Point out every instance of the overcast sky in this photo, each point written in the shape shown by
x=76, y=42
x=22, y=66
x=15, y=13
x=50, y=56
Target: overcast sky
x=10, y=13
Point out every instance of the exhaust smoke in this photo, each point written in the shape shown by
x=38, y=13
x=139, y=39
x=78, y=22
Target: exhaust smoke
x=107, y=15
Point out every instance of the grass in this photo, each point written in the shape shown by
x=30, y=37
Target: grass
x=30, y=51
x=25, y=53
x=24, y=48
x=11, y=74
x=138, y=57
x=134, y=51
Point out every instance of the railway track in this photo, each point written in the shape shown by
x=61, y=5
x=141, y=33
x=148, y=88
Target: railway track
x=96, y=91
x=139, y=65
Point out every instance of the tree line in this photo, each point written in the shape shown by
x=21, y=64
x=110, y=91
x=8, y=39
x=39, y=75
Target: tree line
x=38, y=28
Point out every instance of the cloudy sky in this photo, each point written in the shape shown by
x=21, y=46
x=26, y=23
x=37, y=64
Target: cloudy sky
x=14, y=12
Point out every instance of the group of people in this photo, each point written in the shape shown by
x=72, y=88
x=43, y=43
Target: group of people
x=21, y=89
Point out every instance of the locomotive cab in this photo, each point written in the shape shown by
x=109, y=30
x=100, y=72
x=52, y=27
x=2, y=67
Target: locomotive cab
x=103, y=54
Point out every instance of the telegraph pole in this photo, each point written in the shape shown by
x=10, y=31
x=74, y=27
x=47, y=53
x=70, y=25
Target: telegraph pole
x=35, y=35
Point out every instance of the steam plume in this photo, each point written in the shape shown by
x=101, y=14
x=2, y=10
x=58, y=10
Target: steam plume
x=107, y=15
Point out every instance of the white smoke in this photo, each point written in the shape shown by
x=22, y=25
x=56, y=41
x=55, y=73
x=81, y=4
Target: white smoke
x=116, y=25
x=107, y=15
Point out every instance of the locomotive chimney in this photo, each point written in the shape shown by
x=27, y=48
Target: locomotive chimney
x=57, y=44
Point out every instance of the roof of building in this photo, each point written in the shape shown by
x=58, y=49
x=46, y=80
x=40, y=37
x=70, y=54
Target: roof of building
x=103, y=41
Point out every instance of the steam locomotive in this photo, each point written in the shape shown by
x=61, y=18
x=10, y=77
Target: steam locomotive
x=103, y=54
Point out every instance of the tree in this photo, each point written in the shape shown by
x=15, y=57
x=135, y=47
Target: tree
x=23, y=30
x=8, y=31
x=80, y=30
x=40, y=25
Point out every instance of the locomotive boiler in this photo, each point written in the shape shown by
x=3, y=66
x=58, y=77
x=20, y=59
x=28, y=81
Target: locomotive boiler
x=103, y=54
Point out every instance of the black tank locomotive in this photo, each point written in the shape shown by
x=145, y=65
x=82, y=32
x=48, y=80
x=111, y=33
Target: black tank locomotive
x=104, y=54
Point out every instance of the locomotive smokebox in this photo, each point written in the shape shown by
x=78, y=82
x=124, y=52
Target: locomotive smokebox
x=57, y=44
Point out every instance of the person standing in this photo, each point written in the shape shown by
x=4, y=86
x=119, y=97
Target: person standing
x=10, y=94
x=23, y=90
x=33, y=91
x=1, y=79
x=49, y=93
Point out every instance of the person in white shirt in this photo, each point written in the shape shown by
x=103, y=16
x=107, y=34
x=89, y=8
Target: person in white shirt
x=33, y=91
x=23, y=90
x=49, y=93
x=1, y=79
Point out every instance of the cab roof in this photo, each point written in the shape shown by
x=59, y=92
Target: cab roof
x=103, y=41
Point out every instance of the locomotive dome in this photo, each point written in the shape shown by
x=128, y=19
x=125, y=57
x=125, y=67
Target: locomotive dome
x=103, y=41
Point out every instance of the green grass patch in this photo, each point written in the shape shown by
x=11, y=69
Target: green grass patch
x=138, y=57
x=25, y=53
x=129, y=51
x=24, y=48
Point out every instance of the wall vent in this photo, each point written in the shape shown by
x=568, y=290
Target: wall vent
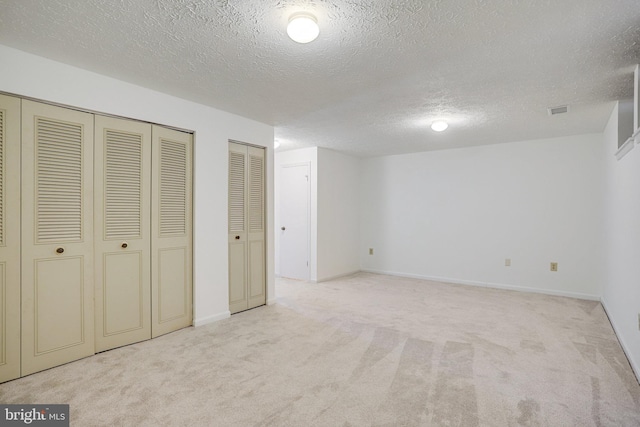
x=558, y=110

+ + + +

_Exercise brief_. Drop the pictures and give every line above again exactly.

_Answer_.
Point out every instance of the overcast sky in this photo, each point written in the shape shown by
x=76, y=42
x=22, y=66
x=15, y=13
x=50, y=56
Target: overcast sky
x=10, y=13
Point out every instance of the exhaust smoke in this photo, each point written in the shape shown by
x=38, y=13
x=139, y=39
x=78, y=22
Target: exhaust smoke
x=107, y=15
Point out every instance of the grass in this photo, each point written in the shape shown by
x=30, y=37
Target: grass
x=30, y=51
x=25, y=53
x=24, y=48
x=11, y=74
x=138, y=57
x=134, y=51
Point out every instance of the railway track in this photo, each point written in the shape shown by
x=61, y=5
x=141, y=33
x=148, y=88
Target: railway track
x=96, y=91
x=139, y=65
Point out every instance of the tree line in this photo, each point written in the shape shown by
x=21, y=64
x=110, y=91
x=8, y=39
x=39, y=75
Target: tree line
x=38, y=28
Point out every instance of the cloudy sky in this photo, each point written in the shape shown by
x=21, y=46
x=26, y=23
x=37, y=64
Target: cloudy sky
x=14, y=12
Point out every instance of the group of people in this photo, each point written in the shape shown by
x=72, y=88
x=43, y=43
Target: group of people
x=21, y=89
Point out every instance of the locomotive cab in this photo, each point written in the shape shown by
x=109, y=30
x=100, y=72
x=52, y=27
x=2, y=67
Target: locomotive cab
x=103, y=54
Point out every instance of the telegraph pole in this photo, each point written in the shape shown by
x=10, y=31
x=74, y=27
x=47, y=53
x=70, y=25
Target: telegraph pole
x=35, y=35
Point out every instance of the steam plume in this photo, each point written in the shape shown by
x=101, y=14
x=2, y=10
x=58, y=10
Target: steam plume
x=107, y=15
Point out every instance of the white smoke in this photo, each point written in the shape shown by
x=22, y=25
x=56, y=41
x=55, y=73
x=81, y=4
Target: white smoke
x=116, y=25
x=107, y=15
Point out every instance of the locomotive chimney in this photo, each point written in the shape shown by
x=27, y=48
Target: locomotive chimney
x=57, y=44
Point out every instance of the roof of building in this photo, each point written in the shape shown by
x=58, y=49
x=46, y=80
x=40, y=37
x=70, y=54
Target: roof of building
x=103, y=41
Point out every instance of the steam locomotive in this photo, each point written in the shape shown by
x=61, y=18
x=10, y=77
Target: steam locomotive
x=103, y=54
Point out every instance of the tree in this photo, each point written in the shape shown by
x=15, y=57
x=135, y=47
Target: tree
x=23, y=30
x=8, y=31
x=80, y=30
x=40, y=25
Point out every instance of the locomotive boiler in this photo, each point written in the shape shown by
x=3, y=66
x=58, y=77
x=20, y=59
x=28, y=81
Target: locomotive boiler
x=103, y=54
Point out every instance of the black tank locomotive in this photo, each point written in the shape shown by
x=145, y=65
x=82, y=32
x=48, y=80
x=111, y=33
Target: black tank locomotive
x=104, y=54
Point out every instance of the locomotive smokebox in this photo, each point written in the shape shown by
x=78, y=82
x=124, y=52
Target: locomotive smokebox
x=57, y=44
Point out every instance of the person standing in this photo, each point written in the shape shown by
x=4, y=86
x=119, y=97
Target: person standing
x=10, y=94
x=23, y=90
x=33, y=91
x=1, y=79
x=49, y=93
Point out every instance of the person in white shirt in this photo, each point written in the shape shown by
x=103, y=16
x=107, y=34
x=89, y=8
Target: person in white shirt
x=33, y=91
x=23, y=90
x=49, y=93
x=1, y=79
Point out every instance of the cab roof in this photo, each point written in the shape shown by
x=59, y=92
Target: cab roof
x=103, y=41
Point out every instance of the locomotive dome in this photo, each point written in the shape shown by
x=128, y=19
x=125, y=57
x=125, y=67
Target: locomotive dome
x=103, y=41
Point out every instance of the green grass patch in this photo, each point written in the shape shown by
x=11, y=69
Target: green grass patch
x=138, y=57
x=25, y=53
x=129, y=51
x=24, y=48
Point out every instance of the wall vent in this photo, each point written in the shape shown by
x=568, y=290
Target: wall vent
x=558, y=110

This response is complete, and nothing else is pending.